[[ Extracted text, beginning ]]

In other words, the model is re-writing history every day. That's not great for something that is meant to be tracking Rt incrementally. Especially since, in turn, the estimates for Rt vary wildly as well:

realtime_rt_with_center

Note: which line corresponds to which time cutoff / lag should be pretty self-explanatory.

So, someone checking rt.live:

  • On April 14 (5-day lag): Everything is under control in NY state:
    • Most likely Rt is 0.55.
    • The 80% CI is 0.40 - 0.66, so anything above 1 is very far-fetched.
  • With the data for two additional days (3-day lag):
    • Most likely Rt for April 14 is now short of 1, at 0.97, something that the model deemed outside of the 80% CI just three days prior,
    • Now, the 80% CI (0.82 - 1.07) puts the previous value, 0.55, outside of it. Hell, it's even outside of the 95% CI, which I calculated: is 0.79 - 1.12

Same story for Rt for April 16:

  • the day of (3 -day lag):
    • Most likely Rt at 1.23
    • 80% CI: 1.09 - 1.33 (for the record: 95% CI is 1.06-1.38)

[[ Extracted text, end ]]
[[ Records provided, beginning ]]

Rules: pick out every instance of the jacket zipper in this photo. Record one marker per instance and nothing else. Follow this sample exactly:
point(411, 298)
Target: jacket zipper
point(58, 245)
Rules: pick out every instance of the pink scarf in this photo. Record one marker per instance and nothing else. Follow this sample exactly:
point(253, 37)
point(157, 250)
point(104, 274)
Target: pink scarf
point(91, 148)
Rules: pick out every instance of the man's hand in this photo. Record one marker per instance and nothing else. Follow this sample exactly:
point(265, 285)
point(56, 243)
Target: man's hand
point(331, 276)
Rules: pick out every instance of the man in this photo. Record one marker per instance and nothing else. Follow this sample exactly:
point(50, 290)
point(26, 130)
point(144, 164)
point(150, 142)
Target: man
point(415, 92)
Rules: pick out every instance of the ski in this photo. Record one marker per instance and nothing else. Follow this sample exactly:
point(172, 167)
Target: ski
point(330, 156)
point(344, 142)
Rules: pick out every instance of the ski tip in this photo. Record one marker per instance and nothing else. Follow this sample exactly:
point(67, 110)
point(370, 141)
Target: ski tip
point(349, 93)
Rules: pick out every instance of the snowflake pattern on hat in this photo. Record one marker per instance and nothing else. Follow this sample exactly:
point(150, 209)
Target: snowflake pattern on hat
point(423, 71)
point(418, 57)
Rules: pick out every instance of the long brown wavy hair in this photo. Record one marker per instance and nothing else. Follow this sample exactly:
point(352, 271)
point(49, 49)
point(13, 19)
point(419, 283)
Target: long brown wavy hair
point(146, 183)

[[ Records provided, end ]]
[[ Records provided, beginning ]]

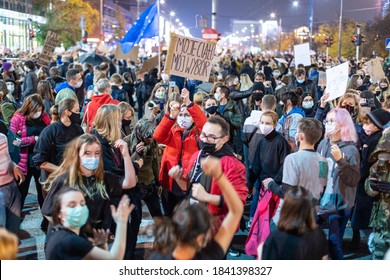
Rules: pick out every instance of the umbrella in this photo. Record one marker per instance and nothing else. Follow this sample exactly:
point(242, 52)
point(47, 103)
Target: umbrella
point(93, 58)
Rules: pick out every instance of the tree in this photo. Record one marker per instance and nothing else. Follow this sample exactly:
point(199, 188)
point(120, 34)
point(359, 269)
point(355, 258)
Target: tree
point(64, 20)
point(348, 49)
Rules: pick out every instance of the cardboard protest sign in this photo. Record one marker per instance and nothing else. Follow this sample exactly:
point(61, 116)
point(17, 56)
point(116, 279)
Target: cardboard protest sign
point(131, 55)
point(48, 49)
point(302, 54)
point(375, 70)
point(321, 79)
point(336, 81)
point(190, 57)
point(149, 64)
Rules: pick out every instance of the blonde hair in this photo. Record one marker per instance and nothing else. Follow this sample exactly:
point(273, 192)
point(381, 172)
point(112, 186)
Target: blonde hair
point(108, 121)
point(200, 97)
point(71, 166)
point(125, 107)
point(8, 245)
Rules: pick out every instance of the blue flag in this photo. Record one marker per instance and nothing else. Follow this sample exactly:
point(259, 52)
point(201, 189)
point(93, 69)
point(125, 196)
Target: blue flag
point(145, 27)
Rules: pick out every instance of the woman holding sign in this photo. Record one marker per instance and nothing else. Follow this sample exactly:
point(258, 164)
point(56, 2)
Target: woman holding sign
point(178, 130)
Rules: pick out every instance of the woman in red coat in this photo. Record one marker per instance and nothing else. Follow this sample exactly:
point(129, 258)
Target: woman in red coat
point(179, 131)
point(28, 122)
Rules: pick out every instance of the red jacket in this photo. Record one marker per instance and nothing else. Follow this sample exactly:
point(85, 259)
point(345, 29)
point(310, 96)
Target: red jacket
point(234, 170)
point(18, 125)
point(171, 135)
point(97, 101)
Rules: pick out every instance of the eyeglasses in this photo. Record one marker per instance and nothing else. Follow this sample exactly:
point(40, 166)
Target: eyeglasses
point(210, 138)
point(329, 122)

[[ Records provided, end ]]

:: Tasks to perform ::
• 1. According to the Rt text, what was the most likely Rt for April 14 with a 5-day lag?
• 2. Update the Rt text starting with "Same story for" and going on through "CI is 1.06-1.38)", replacing "April 16" with "April 17".
• 3. List every confidence interval range given in the Rt text, both 80% and 95%.
The rows are separate material and have nothing to do with the Rt text.

:: Answers for each item ::
• 1. 0.55

• 2.
Same story for Rt for April 17:

  • the day of (3 -day lag):
    • Most likely Rt at 1.23
    • 80% CI: 1.09 - 1.33 (for the record: 95% CI is 1.06-1.38)

• 3.
- 0.40 - 0.66 (80%)
- 0.82 - 1.07 (80%)
- 0.79 - 1.12 (95%)
- 1.09 - 1.33 (80%)
- 1.06-1.38 (95%)